==== Material to process

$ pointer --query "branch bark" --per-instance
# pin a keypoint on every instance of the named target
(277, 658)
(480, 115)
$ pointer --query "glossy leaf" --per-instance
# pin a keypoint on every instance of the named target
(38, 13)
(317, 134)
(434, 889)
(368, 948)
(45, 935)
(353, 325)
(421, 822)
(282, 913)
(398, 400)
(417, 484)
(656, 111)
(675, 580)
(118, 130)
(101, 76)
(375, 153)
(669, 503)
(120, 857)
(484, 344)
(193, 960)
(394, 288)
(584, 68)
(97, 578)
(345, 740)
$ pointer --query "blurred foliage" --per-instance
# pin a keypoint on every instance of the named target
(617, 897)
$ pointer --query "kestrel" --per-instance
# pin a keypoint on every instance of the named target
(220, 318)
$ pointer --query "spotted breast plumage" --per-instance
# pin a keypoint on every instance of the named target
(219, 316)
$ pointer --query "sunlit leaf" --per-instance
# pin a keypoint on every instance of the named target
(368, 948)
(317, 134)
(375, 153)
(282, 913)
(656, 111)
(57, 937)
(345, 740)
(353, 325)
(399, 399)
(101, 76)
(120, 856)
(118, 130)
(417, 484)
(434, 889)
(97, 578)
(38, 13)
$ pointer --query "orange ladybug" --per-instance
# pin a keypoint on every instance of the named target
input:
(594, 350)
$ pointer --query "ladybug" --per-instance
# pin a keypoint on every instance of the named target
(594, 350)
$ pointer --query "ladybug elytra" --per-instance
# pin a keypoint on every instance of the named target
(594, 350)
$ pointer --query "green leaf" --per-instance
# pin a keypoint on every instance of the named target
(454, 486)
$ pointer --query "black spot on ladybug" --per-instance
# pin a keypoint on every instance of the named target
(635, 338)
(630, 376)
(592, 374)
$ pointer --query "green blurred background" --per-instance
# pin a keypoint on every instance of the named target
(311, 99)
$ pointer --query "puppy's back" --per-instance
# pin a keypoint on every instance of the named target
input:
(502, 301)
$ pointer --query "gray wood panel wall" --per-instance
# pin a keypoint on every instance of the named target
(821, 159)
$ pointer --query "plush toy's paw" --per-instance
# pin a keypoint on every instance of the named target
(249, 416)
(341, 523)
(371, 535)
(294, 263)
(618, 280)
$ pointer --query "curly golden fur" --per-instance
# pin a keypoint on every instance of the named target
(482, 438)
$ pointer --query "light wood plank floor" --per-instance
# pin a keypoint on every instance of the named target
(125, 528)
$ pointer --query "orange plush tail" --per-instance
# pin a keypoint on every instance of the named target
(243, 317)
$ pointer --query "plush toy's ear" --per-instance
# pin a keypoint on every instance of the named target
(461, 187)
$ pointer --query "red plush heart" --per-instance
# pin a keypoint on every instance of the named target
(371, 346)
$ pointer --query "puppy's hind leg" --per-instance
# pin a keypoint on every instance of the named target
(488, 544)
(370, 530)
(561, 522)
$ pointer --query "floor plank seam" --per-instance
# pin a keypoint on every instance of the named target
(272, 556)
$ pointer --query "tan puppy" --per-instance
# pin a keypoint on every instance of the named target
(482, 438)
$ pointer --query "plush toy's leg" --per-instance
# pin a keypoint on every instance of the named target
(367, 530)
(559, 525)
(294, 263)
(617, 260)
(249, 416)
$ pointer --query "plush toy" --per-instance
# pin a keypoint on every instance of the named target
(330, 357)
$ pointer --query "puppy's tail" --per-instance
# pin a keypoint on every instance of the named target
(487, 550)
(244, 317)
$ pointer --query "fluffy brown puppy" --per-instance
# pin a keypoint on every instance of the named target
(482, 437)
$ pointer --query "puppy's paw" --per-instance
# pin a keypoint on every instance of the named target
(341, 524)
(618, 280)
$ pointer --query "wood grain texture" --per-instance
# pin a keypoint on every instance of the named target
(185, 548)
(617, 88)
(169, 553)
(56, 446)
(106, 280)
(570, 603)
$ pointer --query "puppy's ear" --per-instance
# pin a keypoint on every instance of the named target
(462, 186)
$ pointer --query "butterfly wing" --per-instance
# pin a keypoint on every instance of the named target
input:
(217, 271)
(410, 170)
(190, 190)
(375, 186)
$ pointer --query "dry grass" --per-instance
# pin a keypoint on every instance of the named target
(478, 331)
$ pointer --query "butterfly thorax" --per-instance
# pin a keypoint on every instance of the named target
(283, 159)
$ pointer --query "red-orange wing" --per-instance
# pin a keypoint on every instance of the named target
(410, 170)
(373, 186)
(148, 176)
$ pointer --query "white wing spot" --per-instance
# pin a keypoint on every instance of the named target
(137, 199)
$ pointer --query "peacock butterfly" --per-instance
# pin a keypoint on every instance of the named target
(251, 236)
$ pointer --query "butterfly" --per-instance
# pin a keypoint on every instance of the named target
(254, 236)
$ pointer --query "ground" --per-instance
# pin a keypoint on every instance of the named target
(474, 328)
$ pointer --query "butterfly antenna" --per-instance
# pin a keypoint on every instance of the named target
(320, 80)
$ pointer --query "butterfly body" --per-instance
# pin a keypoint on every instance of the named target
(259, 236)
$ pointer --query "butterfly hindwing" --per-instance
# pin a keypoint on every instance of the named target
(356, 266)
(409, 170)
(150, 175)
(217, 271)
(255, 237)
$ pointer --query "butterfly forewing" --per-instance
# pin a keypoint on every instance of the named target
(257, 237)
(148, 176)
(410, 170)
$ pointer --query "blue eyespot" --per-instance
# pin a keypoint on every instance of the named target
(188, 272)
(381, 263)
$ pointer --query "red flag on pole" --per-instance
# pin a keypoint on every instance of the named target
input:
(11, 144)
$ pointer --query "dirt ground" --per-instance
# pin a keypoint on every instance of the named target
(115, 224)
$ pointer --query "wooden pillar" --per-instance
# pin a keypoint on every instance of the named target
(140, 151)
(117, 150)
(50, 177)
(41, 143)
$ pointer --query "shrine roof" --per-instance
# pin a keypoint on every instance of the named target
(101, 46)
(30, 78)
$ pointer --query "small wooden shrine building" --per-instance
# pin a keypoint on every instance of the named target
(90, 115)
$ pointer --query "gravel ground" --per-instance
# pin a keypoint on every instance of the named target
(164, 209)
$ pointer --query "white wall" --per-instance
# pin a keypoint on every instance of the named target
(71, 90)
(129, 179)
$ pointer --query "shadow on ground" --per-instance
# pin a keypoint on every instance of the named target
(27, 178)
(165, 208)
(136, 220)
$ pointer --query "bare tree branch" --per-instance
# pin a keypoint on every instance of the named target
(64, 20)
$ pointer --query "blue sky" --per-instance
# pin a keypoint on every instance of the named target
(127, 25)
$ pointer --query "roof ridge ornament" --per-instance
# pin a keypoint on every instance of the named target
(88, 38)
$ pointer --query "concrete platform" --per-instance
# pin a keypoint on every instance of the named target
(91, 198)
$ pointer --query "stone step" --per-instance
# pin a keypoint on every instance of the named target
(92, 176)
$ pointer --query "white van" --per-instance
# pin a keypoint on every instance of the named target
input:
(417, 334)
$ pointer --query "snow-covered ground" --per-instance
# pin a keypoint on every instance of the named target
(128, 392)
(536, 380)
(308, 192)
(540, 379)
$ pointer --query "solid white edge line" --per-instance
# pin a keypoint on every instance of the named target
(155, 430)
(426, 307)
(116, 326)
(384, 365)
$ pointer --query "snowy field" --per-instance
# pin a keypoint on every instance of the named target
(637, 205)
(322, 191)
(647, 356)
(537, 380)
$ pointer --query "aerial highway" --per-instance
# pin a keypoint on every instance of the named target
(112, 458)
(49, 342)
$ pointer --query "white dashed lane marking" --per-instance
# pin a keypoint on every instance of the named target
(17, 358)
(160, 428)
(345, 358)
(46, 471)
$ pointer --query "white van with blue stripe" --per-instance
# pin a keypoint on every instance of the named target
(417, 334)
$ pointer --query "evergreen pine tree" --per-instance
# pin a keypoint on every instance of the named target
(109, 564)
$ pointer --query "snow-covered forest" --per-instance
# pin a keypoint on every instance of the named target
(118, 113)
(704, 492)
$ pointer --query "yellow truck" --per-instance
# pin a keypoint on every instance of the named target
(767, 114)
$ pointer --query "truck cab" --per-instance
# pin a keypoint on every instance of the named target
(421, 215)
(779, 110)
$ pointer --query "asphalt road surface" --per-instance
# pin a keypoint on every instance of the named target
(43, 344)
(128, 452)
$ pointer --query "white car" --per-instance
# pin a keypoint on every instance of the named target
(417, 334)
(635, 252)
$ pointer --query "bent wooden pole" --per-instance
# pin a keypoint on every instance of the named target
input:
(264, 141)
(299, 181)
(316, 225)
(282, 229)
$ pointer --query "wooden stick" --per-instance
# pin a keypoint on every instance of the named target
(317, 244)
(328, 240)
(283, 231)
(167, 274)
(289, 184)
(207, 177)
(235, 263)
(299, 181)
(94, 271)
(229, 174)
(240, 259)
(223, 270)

========

(Task goal):
Gather every line of the rows above that contains the string "puppy", matching its case exactly.

(Response below):
$ pointer --query "puppy's back" --per-instance
$ pointer --query "puppy's hind leg" --per-instance
$ pointer --query "tan puppy" --per-instance
$ pointer --query "puppy's tail" --per-instance
$ pointer --query "fluffy brown puppy" --per-instance
$ pointer --query "puppy's paw" --per-instance
$ pointer --query "puppy's ear" --per-instance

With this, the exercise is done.